Arazisinin coğrafi konumunu ona tarihi bir isim kazandırır. Bunlar göç yollarının üzerinde olmak, tabii liman, konaklama, şehirleşme, saldırılara karşı savunma elverişliliği.. En mühimi çalışkan, fedakar ve inançlı bir millet..
Bu özellikler Trabzon’un şahsında tezahür etmiştir. Anadolu yarımadasının kuzey hattında İstanbul ve Trabzon’da kendini gösterdi.
İstanbul’u fetheden Fatih Sultan Mehmet Han Bizans İmparatorluk varisliğine soyunan Trabzon Rum İmparatorluğunu da alarak Büyük Devletimiz Osmanlıyı şahlandırdı. 1461
İşte Trabzon, fethinden 455 sene sonra 1916 da Rusların işgaline uğradı.

_ _ _

### İstenenler
1. Trabzon metninde "Arazisinin coğrafi konumunu" ifadesinden başlayıp "inançlı bir millet.." ifadesine kadar uzanan bölümün tamamını hiçbir değişiklik yapmadan yazıya geçirin.
2. Trabzon metnine göre aşağıdakileri yanıtlayın:
(a) Anadolu yarımadasının kuzey hattında bu özellikler hangi iki şehirde kendini gösterdi?
(b) İstanbul'u fetheden hükümdar kimdir?
(c) Trabzon hangi yılda Rusların işgaline uğradı?
3. Trabzon metnini son cümlesinden sonra gelecek bölümle sürdürün.

[Görüntü konumu etiketleme girdileri]
_ _ _

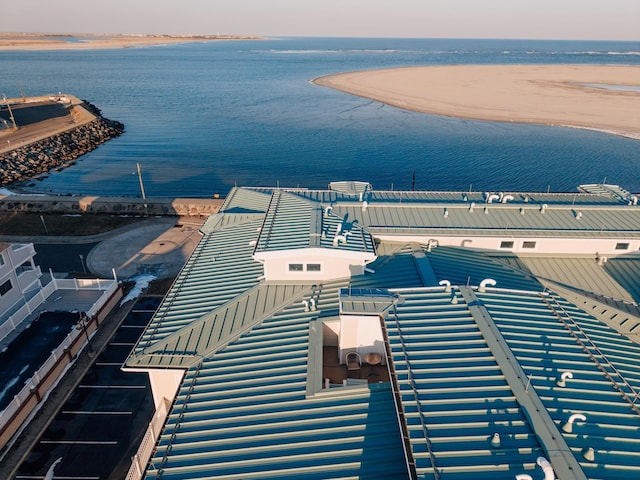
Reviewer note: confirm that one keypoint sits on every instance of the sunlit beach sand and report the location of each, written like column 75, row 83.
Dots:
column 605, row 98
column 11, row 41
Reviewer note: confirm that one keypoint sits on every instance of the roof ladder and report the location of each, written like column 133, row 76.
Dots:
column 604, row 365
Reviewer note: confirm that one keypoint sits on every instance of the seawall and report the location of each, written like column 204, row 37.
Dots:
column 52, row 144
column 74, row 204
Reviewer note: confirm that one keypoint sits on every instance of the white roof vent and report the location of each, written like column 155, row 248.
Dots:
column 568, row 427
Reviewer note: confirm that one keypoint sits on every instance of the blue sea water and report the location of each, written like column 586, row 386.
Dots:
column 202, row 117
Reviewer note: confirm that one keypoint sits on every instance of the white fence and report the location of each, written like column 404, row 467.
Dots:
column 30, row 306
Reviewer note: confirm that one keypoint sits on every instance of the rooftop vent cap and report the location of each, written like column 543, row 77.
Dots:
column 562, row 381
column 339, row 239
column 568, row 427
column 546, row 468
column 486, row 282
column 589, row 454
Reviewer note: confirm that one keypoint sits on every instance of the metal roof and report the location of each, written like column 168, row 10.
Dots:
column 467, row 363
column 247, row 413
column 293, row 223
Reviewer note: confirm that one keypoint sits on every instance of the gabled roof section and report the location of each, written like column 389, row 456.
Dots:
column 246, row 413
column 293, row 222
column 240, row 206
column 215, row 330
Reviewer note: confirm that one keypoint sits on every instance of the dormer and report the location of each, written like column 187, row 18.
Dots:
column 306, row 242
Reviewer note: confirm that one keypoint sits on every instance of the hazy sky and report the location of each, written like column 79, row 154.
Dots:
column 550, row 19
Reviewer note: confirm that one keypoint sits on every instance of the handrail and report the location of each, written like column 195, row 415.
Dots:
column 412, row 383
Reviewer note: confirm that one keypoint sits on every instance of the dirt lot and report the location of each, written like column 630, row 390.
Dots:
column 29, row 224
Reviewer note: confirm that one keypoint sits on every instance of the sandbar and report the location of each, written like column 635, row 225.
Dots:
column 582, row 96
column 32, row 41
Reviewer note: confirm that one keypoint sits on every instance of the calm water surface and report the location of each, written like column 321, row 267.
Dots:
column 202, row 117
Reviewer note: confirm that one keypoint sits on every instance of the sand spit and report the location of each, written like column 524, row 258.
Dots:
column 581, row 96
column 34, row 41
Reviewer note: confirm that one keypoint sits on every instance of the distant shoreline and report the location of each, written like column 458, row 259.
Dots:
column 560, row 95
column 41, row 41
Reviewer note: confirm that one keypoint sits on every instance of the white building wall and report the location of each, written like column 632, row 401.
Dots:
column 332, row 264
column 543, row 245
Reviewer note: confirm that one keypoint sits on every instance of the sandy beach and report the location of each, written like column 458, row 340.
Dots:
column 579, row 96
column 28, row 41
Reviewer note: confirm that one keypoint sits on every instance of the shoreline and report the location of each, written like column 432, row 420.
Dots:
column 552, row 95
column 38, row 41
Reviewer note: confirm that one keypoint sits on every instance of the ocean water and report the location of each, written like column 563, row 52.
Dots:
column 202, row 117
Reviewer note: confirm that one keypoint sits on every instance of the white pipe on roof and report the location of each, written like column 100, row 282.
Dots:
column 561, row 382
column 568, row 427
column 487, row 281
column 546, row 468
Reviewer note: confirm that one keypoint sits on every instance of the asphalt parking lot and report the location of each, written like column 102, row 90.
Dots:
column 97, row 430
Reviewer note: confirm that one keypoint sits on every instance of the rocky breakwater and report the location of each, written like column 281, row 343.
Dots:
column 57, row 151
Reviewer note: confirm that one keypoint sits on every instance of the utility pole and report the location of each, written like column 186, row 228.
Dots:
column 15, row 127
column 144, row 196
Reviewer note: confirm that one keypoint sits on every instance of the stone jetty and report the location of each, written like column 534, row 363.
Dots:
column 59, row 150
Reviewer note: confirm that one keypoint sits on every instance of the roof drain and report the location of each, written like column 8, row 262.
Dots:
column 562, row 381
column 568, row 427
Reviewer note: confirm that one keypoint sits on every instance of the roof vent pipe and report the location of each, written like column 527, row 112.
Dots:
column 483, row 284
column 589, row 454
column 446, row 284
column 546, row 468
column 339, row 239
column 562, row 381
column 568, row 427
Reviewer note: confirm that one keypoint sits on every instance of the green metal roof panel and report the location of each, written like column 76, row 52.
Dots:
column 244, row 413
column 447, row 375
column 494, row 219
column 293, row 223
column 550, row 336
column 220, row 269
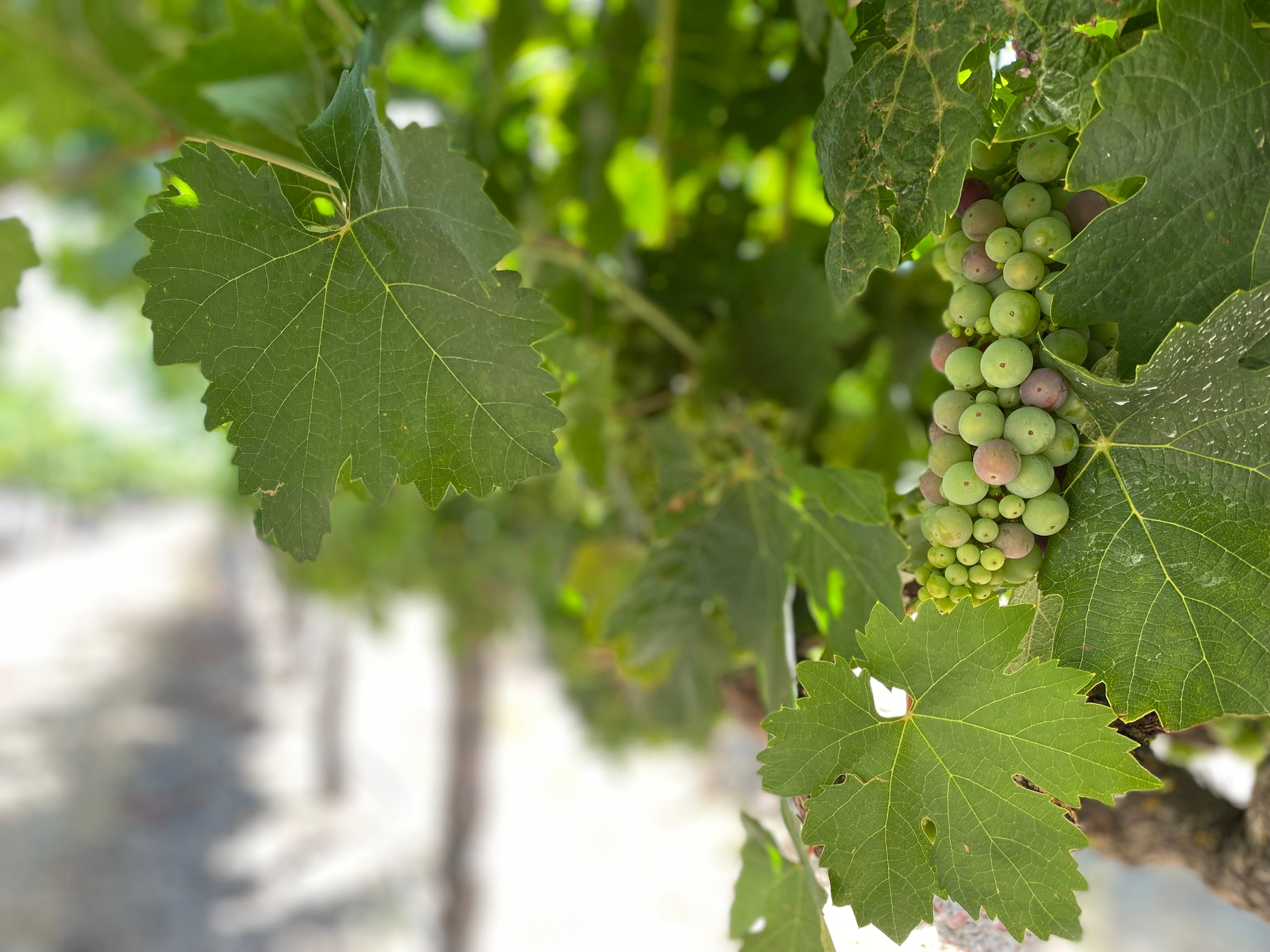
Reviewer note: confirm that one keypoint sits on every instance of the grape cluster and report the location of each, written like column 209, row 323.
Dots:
column 1001, row 437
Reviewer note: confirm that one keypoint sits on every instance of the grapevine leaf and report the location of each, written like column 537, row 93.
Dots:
column 895, row 136
column 1196, row 230
column 17, row 254
column 385, row 338
column 1165, row 565
column 928, row 803
column 782, row 894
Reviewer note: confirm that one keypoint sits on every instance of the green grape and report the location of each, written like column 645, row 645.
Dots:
column 1004, row 244
column 945, row 451
column 1066, row 344
column 1006, row 364
column 1044, row 237
column 1025, row 204
column 1042, row 159
column 1020, row 571
column 989, row 157
column 1046, row 515
column 1015, row 314
column 963, row 485
column 992, row 560
column 1036, row 476
column 969, row 304
column 1065, row 446
column 951, row 405
column 942, row 556
column 954, row 249
column 1024, row 271
column 952, row 527
column 981, row 423
column 1031, row 429
column 1011, row 507
column 962, row 369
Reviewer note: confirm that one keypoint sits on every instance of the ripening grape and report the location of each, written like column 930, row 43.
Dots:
column 949, row 408
column 1025, row 204
column 1044, row 516
column 969, row 304
column 1002, row 244
column 1065, row 446
column 1042, row 159
column 1066, row 344
column 1036, row 476
column 1024, row 271
column 952, row 527
column 997, row 461
column 1006, row 364
column 949, row 450
column 1015, row 314
column 1046, row 389
column 982, row 219
column 972, row 191
column 944, row 346
column 1044, row 237
column 954, row 249
column 1085, row 207
column 962, row 369
column 977, row 267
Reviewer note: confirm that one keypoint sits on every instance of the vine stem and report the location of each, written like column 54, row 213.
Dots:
column 618, row 290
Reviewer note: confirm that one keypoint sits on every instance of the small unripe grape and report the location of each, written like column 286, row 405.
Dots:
column 949, row 408
column 997, row 461
column 1015, row 314
column 1025, row 204
column 1042, row 159
column 1036, row 476
column 1046, row 389
column 977, row 267
column 1031, row 429
column 1006, row 364
column 1046, row 515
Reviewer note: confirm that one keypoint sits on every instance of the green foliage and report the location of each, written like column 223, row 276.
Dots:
column 1199, row 218
column 1163, row 568
column 928, row 803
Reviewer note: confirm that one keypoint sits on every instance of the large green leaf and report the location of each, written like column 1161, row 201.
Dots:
column 384, row 338
column 895, row 136
column 1165, row 565
column 784, row 894
column 1187, row 110
column 17, row 254
column 928, row 803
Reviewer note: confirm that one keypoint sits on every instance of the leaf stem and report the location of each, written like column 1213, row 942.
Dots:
column 618, row 290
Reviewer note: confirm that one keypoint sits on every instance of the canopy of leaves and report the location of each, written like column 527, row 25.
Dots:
column 784, row 894
column 1196, row 231
column 928, row 803
column 385, row 337
column 1165, row 565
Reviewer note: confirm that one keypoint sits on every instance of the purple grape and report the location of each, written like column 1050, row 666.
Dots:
column 1015, row 541
column 1044, row 388
column 1085, row 207
column 977, row 267
column 972, row 191
column 930, row 487
column 944, row 346
column 996, row 462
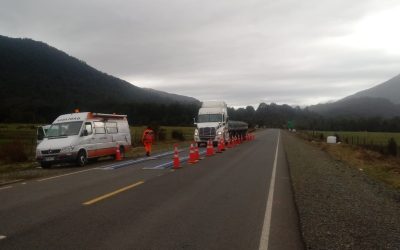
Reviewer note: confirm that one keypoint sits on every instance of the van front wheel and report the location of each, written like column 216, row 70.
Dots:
column 82, row 159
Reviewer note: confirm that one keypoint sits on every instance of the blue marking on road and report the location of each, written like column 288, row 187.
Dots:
column 130, row 162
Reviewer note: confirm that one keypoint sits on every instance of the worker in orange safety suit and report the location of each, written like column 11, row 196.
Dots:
column 147, row 139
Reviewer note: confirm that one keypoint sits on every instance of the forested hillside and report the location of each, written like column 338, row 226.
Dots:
column 39, row 82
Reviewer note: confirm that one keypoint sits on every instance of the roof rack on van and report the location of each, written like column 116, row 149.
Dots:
column 109, row 115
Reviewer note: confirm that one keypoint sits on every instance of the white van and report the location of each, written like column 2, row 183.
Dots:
column 78, row 137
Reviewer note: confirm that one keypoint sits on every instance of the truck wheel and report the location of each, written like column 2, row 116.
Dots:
column 81, row 159
column 45, row 164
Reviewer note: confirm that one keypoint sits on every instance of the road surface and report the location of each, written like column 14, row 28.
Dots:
column 240, row 199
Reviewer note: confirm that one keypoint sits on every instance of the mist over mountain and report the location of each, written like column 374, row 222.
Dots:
column 389, row 90
column 382, row 100
column 37, row 79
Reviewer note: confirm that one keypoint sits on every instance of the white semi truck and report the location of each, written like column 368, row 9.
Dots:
column 213, row 124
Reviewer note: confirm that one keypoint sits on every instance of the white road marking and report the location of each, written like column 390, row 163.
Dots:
column 58, row 176
column 267, row 218
column 7, row 187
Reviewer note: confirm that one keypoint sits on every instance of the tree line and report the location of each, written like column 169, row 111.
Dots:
column 179, row 114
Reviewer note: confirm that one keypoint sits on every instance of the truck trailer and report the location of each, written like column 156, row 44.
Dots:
column 213, row 123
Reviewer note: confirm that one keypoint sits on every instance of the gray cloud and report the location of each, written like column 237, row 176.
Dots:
column 243, row 52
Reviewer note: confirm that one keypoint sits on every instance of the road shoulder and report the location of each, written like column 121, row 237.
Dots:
column 339, row 206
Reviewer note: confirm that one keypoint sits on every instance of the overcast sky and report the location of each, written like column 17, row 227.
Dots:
column 298, row 52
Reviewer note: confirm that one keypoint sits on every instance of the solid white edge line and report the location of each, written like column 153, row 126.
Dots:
column 268, row 212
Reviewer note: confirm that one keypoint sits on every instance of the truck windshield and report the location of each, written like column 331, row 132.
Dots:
column 64, row 129
column 210, row 118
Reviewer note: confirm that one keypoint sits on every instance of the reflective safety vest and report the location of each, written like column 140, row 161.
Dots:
column 148, row 135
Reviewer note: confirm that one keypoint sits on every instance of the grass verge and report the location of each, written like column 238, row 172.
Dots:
column 376, row 165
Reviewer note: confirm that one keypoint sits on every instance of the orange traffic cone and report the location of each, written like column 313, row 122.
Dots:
column 210, row 148
column 196, row 152
column 229, row 143
column 118, row 154
column 177, row 164
column 192, row 155
column 219, row 148
column 222, row 144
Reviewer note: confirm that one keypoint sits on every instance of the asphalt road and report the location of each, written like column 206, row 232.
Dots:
column 233, row 200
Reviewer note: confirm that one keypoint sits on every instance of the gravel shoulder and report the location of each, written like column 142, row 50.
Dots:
column 339, row 206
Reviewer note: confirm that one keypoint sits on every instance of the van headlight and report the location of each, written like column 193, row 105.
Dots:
column 67, row 149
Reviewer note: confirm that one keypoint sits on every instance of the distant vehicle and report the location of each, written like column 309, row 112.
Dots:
column 41, row 133
column 77, row 137
column 213, row 124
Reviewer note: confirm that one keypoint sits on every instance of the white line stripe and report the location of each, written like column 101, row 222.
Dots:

_ _ _

### Sıralı Cevaplar
1.
Arazisinin coğrafi konumunu ona tarihi bir isim kazandırır. Bunlar göç yollarının üzerinde olmak, tabii liman, konaklama, şehirleşme, saldırılara karşı savunma elverişliliği.. En mühimi çalışkan, fedakar ve inançlı bir millet..

2.
(a) İstanbul ve Trabzon
(b) Fatih Sultan Mehmet Han
(c) 1916

3.
Bir kültür, sanat, ticaret merkezi olan bu şehir işgalcilerce yağmalandı. Dedelerimiz zulümler çekti. 1916-1918 bu iki yıl içinde rumlar kurdukları (sözüm ona) meclis eliyle Trabzon’u yönettiler. 2 yıl sürdü. Rusya’da Bolşevik ihtilali başlayınca kuvvetlerini geri çektiler.
Bu süre içinde şehrin Osmanlı kimliğine tahribatlar yapıldı. Paha biçilmez eserler ya talan edildi ya da Moskova’ya gönderildi. Göçler oldu. Şehir nüfus zayiatına uğradı.
Rusya dedelerimizin gurbet yeriydi. Rusça bilinen yaygın bir dildi. Rumca, Arapça, Farsça, Ermenice bilenler çoktu.
Kurtuluş savaşında dedelerimiz üzerine düşen görevleri şan ve şerefle yerine getirdiler. Ona girmeyeceğim.
Cumhuriyet kuruldu. Bir heyecan, bir heyecan!. Devlet büyük bir badire atlattı. Beklentiler, umutlar çok..
Heyhat!.. savaştan yeni çıkan bu millet. Hani küçük cihattan büyük cihata (!..)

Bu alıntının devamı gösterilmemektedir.